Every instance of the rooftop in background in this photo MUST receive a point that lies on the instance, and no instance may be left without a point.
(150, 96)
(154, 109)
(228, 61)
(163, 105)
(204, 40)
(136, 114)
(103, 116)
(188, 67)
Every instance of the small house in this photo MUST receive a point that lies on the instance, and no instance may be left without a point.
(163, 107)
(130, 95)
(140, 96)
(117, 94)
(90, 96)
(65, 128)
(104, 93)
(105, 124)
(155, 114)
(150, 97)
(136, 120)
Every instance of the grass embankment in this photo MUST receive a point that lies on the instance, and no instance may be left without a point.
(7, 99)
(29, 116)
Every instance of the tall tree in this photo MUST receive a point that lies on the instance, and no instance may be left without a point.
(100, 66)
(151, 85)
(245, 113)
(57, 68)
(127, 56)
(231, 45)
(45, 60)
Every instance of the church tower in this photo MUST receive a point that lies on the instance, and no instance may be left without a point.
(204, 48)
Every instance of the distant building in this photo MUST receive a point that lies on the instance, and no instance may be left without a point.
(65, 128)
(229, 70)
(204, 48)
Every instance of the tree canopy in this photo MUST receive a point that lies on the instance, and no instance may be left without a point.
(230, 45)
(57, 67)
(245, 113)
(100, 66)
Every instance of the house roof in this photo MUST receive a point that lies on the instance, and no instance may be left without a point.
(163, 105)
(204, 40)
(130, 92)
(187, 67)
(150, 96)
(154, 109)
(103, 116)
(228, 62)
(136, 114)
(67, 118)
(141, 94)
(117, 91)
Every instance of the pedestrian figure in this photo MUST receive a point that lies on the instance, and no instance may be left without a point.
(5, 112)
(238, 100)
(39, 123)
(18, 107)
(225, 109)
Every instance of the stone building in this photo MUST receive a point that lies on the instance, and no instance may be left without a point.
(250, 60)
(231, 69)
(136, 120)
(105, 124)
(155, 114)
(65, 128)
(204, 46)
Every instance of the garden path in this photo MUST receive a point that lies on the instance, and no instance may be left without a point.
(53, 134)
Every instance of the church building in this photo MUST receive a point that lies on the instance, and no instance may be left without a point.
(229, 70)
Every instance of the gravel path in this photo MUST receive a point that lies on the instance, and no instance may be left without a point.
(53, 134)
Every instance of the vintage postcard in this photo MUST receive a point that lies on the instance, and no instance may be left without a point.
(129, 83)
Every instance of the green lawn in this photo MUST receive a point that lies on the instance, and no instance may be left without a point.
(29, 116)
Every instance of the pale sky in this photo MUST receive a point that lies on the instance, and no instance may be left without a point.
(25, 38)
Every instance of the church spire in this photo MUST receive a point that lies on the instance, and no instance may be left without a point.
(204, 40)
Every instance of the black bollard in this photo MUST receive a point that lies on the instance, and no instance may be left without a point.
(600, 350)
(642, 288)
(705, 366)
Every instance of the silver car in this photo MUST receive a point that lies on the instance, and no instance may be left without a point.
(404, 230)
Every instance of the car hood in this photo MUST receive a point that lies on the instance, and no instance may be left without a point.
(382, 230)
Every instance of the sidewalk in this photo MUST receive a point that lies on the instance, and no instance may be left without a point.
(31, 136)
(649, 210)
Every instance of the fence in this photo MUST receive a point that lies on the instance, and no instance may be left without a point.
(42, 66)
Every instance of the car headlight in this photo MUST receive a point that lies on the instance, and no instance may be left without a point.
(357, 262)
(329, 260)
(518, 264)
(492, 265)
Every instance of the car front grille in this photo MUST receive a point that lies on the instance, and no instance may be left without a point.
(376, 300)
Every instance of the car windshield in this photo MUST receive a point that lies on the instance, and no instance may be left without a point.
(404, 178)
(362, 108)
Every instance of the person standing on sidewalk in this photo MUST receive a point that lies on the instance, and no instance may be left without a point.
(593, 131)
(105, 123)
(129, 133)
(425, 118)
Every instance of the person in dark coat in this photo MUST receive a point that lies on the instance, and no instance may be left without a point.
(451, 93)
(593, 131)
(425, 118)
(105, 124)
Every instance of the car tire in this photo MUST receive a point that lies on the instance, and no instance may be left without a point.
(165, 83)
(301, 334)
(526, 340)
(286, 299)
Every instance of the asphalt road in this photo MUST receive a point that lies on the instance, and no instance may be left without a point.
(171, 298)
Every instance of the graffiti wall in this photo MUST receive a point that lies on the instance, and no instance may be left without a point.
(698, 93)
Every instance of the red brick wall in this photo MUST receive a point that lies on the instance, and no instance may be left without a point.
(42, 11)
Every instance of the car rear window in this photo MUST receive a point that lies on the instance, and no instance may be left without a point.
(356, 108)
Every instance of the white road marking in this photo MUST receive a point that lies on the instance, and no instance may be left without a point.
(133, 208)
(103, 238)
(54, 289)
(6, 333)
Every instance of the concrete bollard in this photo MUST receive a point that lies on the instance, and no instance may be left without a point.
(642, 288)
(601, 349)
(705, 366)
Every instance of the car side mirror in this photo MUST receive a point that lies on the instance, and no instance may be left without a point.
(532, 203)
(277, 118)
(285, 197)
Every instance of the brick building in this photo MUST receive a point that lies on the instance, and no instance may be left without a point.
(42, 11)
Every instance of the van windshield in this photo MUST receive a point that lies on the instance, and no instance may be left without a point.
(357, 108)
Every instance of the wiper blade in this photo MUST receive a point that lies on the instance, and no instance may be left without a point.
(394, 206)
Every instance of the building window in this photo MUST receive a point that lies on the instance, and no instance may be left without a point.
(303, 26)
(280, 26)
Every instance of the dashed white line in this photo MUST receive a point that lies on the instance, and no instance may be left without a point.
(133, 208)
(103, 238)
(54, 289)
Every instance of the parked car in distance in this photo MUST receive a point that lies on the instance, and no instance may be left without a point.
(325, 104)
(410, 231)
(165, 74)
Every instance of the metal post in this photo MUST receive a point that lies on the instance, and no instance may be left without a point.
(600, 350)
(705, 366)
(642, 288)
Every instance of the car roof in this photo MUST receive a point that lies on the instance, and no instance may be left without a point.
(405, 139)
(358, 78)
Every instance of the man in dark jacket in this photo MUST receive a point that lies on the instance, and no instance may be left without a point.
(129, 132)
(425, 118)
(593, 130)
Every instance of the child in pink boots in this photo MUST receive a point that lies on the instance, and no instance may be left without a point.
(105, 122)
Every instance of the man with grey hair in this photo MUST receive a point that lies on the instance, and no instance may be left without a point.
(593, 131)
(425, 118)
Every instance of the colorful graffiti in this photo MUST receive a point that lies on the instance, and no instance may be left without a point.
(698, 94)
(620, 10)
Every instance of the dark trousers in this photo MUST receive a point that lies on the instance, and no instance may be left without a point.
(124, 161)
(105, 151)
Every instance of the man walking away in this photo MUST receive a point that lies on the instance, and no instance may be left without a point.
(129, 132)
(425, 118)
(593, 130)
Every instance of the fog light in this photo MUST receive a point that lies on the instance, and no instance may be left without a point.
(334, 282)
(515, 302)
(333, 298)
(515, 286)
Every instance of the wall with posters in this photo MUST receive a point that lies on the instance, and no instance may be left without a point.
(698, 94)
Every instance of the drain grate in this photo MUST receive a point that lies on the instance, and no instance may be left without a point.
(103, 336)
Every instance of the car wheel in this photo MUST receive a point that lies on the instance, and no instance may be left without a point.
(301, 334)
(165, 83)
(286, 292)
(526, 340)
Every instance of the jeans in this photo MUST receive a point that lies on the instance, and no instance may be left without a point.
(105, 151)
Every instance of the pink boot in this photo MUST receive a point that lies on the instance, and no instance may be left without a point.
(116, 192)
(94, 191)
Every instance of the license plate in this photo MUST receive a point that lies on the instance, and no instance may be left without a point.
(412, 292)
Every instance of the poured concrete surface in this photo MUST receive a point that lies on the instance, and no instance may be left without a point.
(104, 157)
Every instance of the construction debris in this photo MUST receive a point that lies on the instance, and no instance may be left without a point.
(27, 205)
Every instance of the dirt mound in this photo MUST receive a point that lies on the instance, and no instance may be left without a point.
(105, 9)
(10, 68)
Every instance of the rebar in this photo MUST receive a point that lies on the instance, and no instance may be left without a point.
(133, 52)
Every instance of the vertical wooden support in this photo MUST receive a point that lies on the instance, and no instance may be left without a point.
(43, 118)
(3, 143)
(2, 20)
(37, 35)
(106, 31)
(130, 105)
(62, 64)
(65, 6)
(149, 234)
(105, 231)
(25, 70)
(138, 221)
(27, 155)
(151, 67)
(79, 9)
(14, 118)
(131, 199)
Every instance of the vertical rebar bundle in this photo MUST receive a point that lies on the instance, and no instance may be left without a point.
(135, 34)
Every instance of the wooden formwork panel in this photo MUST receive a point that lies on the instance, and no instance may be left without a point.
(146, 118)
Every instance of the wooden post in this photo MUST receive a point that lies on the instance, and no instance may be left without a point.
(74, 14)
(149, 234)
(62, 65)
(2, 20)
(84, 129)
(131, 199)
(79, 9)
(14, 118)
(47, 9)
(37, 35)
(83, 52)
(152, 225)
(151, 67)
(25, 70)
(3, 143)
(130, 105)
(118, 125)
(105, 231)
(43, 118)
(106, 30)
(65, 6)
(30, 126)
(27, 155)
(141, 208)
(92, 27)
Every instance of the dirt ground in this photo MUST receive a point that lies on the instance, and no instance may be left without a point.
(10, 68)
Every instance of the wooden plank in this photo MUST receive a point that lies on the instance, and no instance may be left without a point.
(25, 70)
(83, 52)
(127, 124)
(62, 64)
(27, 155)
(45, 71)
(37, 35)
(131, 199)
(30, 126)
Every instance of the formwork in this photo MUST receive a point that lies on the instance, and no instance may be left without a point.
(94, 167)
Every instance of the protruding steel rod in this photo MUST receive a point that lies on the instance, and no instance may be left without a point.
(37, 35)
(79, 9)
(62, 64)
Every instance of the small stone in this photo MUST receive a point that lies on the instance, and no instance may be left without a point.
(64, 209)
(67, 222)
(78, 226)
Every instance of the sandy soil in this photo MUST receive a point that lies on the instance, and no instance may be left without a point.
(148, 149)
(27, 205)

◆ PROMPT:
Give again the lines from the line holding "Every instance of the vertical rebar" through the close of the listing, both included, exactly as written and with nothing else.

◆ OUTPUT FOR THIS TASK:
Every instance of the vertical rebar bundle in this photo MUST receive a point that lies on the instance, and no instance may be left without a point.
(135, 34)
Every instance of the wooden formwork panel in this photo MUST receive a point that lies on the instance, and no instance may be left without a point.
(146, 118)
Every instance of the wooden post in this photo MUST receive a point that lies on the instance, and no instance may be left without a point.
(74, 14)
(149, 234)
(62, 65)
(2, 20)
(84, 129)
(131, 199)
(79, 9)
(14, 118)
(47, 9)
(37, 35)
(83, 52)
(152, 225)
(151, 67)
(25, 70)
(3, 143)
(130, 105)
(118, 125)
(105, 231)
(43, 118)
(106, 30)
(65, 6)
(30, 126)
(27, 155)
(141, 208)
(92, 27)
Every instance of the dirt ground in this photo MUST receive a point that lies on the instance, and no instance may be left without a point.
(10, 68)
Every instance of the wooden plank in this photo MUST receive a point that lies on the instance, and no instance may be left without a point.
(25, 70)
(83, 52)
(127, 124)
(62, 64)
(27, 155)
(45, 71)
(37, 35)
(131, 199)
(30, 126)
Every instance of the formwork in this photo MUST receive a point that lies on the instance, and no instance may be left without a point.
(94, 167)
Every instance of the protruding steel rod in this photo MUST receive a point that lies on the instance, and no instance may be left without a point.
(37, 35)
(79, 9)
(62, 64)
Every instance of the small stone in this photo MUST receive a point that lies on the instance, and no instance may be left without a point.
(64, 209)
(67, 222)
(78, 226)
Every instance of the sandy soil in this photo MUST receive a point that lies on the instance, and no instance may be left without a point.
(148, 149)
(27, 205)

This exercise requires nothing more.